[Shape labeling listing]
--

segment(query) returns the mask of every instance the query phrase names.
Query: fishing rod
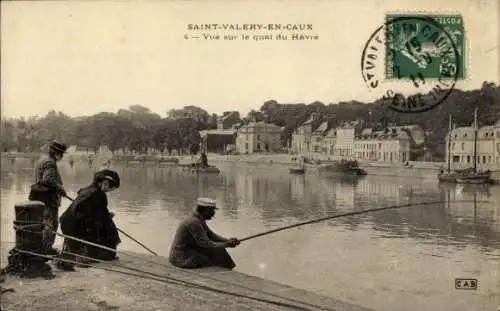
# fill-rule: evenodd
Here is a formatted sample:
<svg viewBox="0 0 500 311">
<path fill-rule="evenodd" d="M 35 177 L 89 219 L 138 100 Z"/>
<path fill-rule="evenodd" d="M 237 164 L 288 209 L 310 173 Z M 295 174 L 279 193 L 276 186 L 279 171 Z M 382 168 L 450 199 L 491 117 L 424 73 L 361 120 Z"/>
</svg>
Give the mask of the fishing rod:
<svg viewBox="0 0 500 311">
<path fill-rule="evenodd" d="M 38 256 L 38 257 L 45 258 L 45 259 L 54 259 L 53 256 L 49 256 L 49 255 L 45 255 L 45 254 L 41 254 L 41 253 L 36 253 L 36 252 L 32 252 L 32 251 L 27 251 L 27 250 L 21 250 L 18 248 L 14 248 L 14 249 L 19 253 L 24 253 L 24 254 L 28 254 L 28 255 L 32 255 L 32 256 Z M 71 263 L 71 264 L 81 264 L 80 262 L 70 260 L 70 259 L 57 258 L 57 260 L 62 261 L 62 262 L 66 262 L 66 263 Z M 249 300 L 255 300 L 258 302 L 268 303 L 268 304 L 286 307 L 286 308 L 290 308 L 290 309 L 294 309 L 294 310 L 310 311 L 310 309 L 307 309 L 307 308 L 302 307 L 302 306 L 292 305 L 292 304 L 288 304 L 288 303 L 284 303 L 284 302 L 273 301 L 273 300 L 268 300 L 268 299 L 263 299 L 263 298 L 258 298 L 258 297 L 251 297 L 251 296 L 238 294 L 238 293 L 234 293 L 234 292 L 230 292 L 230 291 L 220 290 L 220 289 L 213 288 L 213 287 L 206 286 L 206 285 L 196 284 L 196 283 L 182 281 L 182 280 L 176 280 L 174 278 L 171 278 L 171 279 L 175 280 L 175 281 L 172 281 L 172 280 L 165 279 L 165 278 L 146 276 L 146 275 L 131 273 L 131 272 L 127 272 L 127 271 L 121 271 L 121 270 L 116 270 L 116 269 L 112 269 L 112 268 L 107 268 L 107 267 L 98 267 L 96 265 L 90 265 L 90 264 L 84 264 L 84 265 L 89 267 L 89 268 L 102 269 L 105 271 L 116 272 L 116 273 L 120 273 L 120 274 L 124 274 L 124 275 L 128 275 L 128 276 L 135 276 L 138 278 L 158 281 L 158 282 L 162 282 L 162 283 L 166 283 L 166 284 L 183 285 L 185 287 L 207 290 L 207 291 L 215 292 L 218 294 L 226 294 L 226 295 L 235 296 L 235 297 L 239 297 L 239 298 L 246 298 Z"/>
<path fill-rule="evenodd" d="M 477 201 L 473 201 L 473 200 L 457 200 L 457 201 L 454 201 L 454 202 L 455 203 L 471 203 L 471 202 L 477 202 Z M 487 202 L 488 201 L 480 201 L 480 203 L 487 203 Z M 254 234 L 254 235 L 250 235 L 250 236 L 247 236 L 247 237 L 245 237 L 243 239 L 239 239 L 239 241 L 240 242 L 248 241 L 248 240 L 255 239 L 255 238 L 258 238 L 258 237 L 261 237 L 261 236 L 264 236 L 264 235 L 268 235 L 268 234 L 271 234 L 271 233 L 275 233 L 275 232 L 279 232 L 279 231 L 283 231 L 283 230 L 287 230 L 287 229 L 292 229 L 292 228 L 296 228 L 296 227 L 300 227 L 300 226 L 304 226 L 304 225 L 309 225 L 309 224 L 313 224 L 313 223 L 317 223 L 317 222 L 321 222 L 321 221 L 325 221 L 325 220 L 340 218 L 340 217 L 360 215 L 360 214 L 366 214 L 366 213 L 370 213 L 370 212 L 378 212 L 378 211 L 384 211 L 384 210 L 389 210 L 389 209 L 397 209 L 397 208 L 403 208 L 403 207 L 433 205 L 433 204 L 439 204 L 439 203 L 444 203 L 444 201 L 433 201 L 433 202 L 421 202 L 421 203 L 408 203 L 408 204 L 403 204 L 403 205 L 392 205 L 392 206 L 386 206 L 386 207 L 379 207 L 379 208 L 367 209 L 367 210 L 363 210 L 363 211 L 349 212 L 349 213 L 337 214 L 337 215 L 333 215 L 333 216 L 326 216 L 326 217 L 317 218 L 317 219 L 313 219 L 313 220 L 308 220 L 308 221 L 300 222 L 300 223 L 297 223 L 297 224 L 293 224 L 293 225 L 289 225 L 289 226 L 285 226 L 285 227 L 281 227 L 281 228 L 277 228 L 277 229 L 272 229 L 272 230 L 269 230 L 269 231 L 265 231 L 265 232 L 262 232 L 262 233 L 257 233 L 257 234 Z"/>
<path fill-rule="evenodd" d="M 26 230 L 24 228 L 19 228 L 17 226 L 14 226 L 14 227 L 15 227 L 16 230 L 25 231 L 25 232 L 29 232 L 29 233 L 40 234 L 40 232 Z M 92 245 L 92 246 L 95 246 L 95 247 L 98 247 L 98 248 L 101 248 L 101 249 L 105 249 L 105 250 L 109 250 L 109 251 L 115 251 L 115 250 L 113 250 L 111 248 L 108 248 L 106 246 L 103 246 L 103 245 L 100 245 L 100 244 L 95 244 L 95 243 L 92 243 L 92 242 L 89 242 L 89 241 L 86 241 L 86 240 L 78 239 L 76 237 L 72 237 L 72 236 L 69 236 L 69 235 L 60 234 L 58 232 L 56 232 L 56 234 L 59 235 L 59 236 L 61 236 L 61 237 L 70 239 L 70 240 L 81 242 L 83 244 Z M 77 256 L 77 257 L 81 257 L 81 258 L 84 258 L 84 259 L 90 259 L 90 260 L 101 262 L 101 263 L 105 263 L 105 264 L 115 265 L 117 267 L 121 267 L 121 268 L 128 269 L 128 270 L 131 270 L 131 271 L 139 272 L 139 273 L 150 274 L 150 275 L 155 276 L 155 277 L 167 278 L 167 279 L 171 280 L 171 282 L 178 282 L 178 283 L 180 282 L 181 285 L 183 285 L 184 283 L 187 282 L 186 284 L 190 284 L 190 285 L 205 286 L 205 285 L 191 283 L 191 282 L 184 281 L 184 280 L 178 280 L 176 278 L 173 278 L 173 277 L 170 277 L 170 276 L 167 276 L 167 275 L 156 274 L 156 273 L 152 273 L 152 272 L 143 271 L 143 270 L 139 270 L 139 269 L 136 269 L 136 268 L 128 267 L 128 266 L 125 266 L 125 265 L 119 265 L 119 264 L 116 264 L 114 262 L 103 261 L 103 260 L 100 260 L 100 259 L 97 259 L 97 258 L 92 258 L 92 257 L 87 257 L 87 256 L 79 255 L 79 254 L 74 254 L 74 253 L 71 253 L 71 252 L 68 252 L 68 251 L 64 251 L 64 250 L 62 250 L 61 252 L 67 253 L 67 254 L 70 254 L 70 255 L 74 255 L 74 256 Z M 179 269 L 179 268 L 176 268 L 176 267 L 168 266 L 168 265 L 161 264 L 161 263 L 158 263 L 158 262 L 155 262 L 155 261 L 152 261 L 152 260 L 145 259 L 145 258 L 140 257 L 138 255 L 134 256 L 133 254 L 129 254 L 129 253 L 123 253 L 123 254 L 129 255 L 130 257 L 135 257 L 135 258 L 138 258 L 138 259 L 141 259 L 143 261 L 147 261 L 147 262 L 150 262 L 150 263 L 153 263 L 153 264 L 156 264 L 156 265 L 159 265 L 159 266 L 161 266 L 163 268 L 167 268 L 168 270 L 173 270 L 173 271 L 176 271 L 176 272 L 181 272 L 181 273 L 185 273 L 185 274 L 188 274 L 188 275 L 193 275 L 193 276 L 196 276 L 196 277 L 201 277 L 201 278 L 204 278 L 204 279 L 207 279 L 207 280 L 212 280 L 212 281 L 215 281 L 215 282 L 227 284 L 227 285 L 230 285 L 232 287 L 237 286 L 237 287 L 249 290 L 249 291 L 253 291 L 253 292 L 256 292 L 256 293 L 268 295 L 268 296 L 275 297 L 275 298 L 282 299 L 282 300 L 288 300 L 288 301 L 291 301 L 291 302 L 294 302 L 294 303 L 306 305 L 306 306 L 313 307 L 313 308 L 316 308 L 316 309 L 321 309 L 321 310 L 325 310 L 325 311 L 334 311 L 332 309 L 328 309 L 328 308 L 325 308 L 325 307 L 322 307 L 322 306 L 318 306 L 318 305 L 315 305 L 315 304 L 310 304 L 310 303 L 303 302 L 303 301 L 300 301 L 300 300 L 296 300 L 296 299 L 293 299 L 293 298 L 283 297 L 283 296 L 276 295 L 276 294 L 273 294 L 273 293 L 269 293 L 269 292 L 266 292 L 266 291 L 258 290 L 258 289 L 251 288 L 251 287 L 247 287 L 247 286 L 244 286 L 244 285 L 234 284 L 234 283 L 231 283 L 231 282 L 228 282 L 228 281 L 224 281 L 224 280 L 220 280 L 220 279 L 217 279 L 217 278 L 209 277 L 209 276 L 202 275 L 202 274 L 199 274 L 199 273 L 195 273 L 195 272 L 187 271 L 187 270 L 184 270 L 184 269 Z M 51 258 L 53 258 L 53 257 L 51 257 Z M 58 260 L 59 260 L 59 258 L 58 258 Z M 64 261 L 64 260 L 62 260 L 62 261 Z M 76 262 L 76 264 L 81 264 L 81 263 Z M 89 267 L 94 267 L 94 266 L 88 265 L 88 264 L 83 264 L 83 265 L 89 266 Z M 98 268 L 98 267 L 96 267 L 96 268 Z M 229 293 L 231 293 L 231 292 L 229 292 Z M 250 297 L 250 298 L 252 298 L 252 297 Z"/>
<path fill-rule="evenodd" d="M 71 202 L 74 202 L 75 199 L 69 197 L 68 195 L 65 195 L 64 196 L 66 199 L 70 200 Z M 139 242 L 137 239 L 135 239 L 134 237 L 132 237 L 130 234 L 128 234 L 127 232 L 123 231 L 122 229 L 116 227 L 116 229 L 118 231 L 120 231 L 121 233 L 123 233 L 123 235 L 125 235 L 127 238 L 131 239 L 132 241 L 136 242 L 137 244 L 139 244 L 140 246 L 142 246 L 145 250 L 147 250 L 148 252 L 150 252 L 151 254 L 155 255 L 155 256 L 158 256 L 158 254 L 156 252 L 154 252 L 153 250 L 151 250 L 149 247 L 147 247 L 146 245 L 144 245 L 143 243 Z"/>
</svg>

--

* _Do this_: Starting at the first line of the listing and stopping after the line that contains "Query: fishing rod", recast those lines as a JSON list of strings, one string per line, with blank lines omitted.

* _Task answer_:
[
  "segment(query) returns the mask of every instance the query phrase names.",
  "Query: fishing rod"
]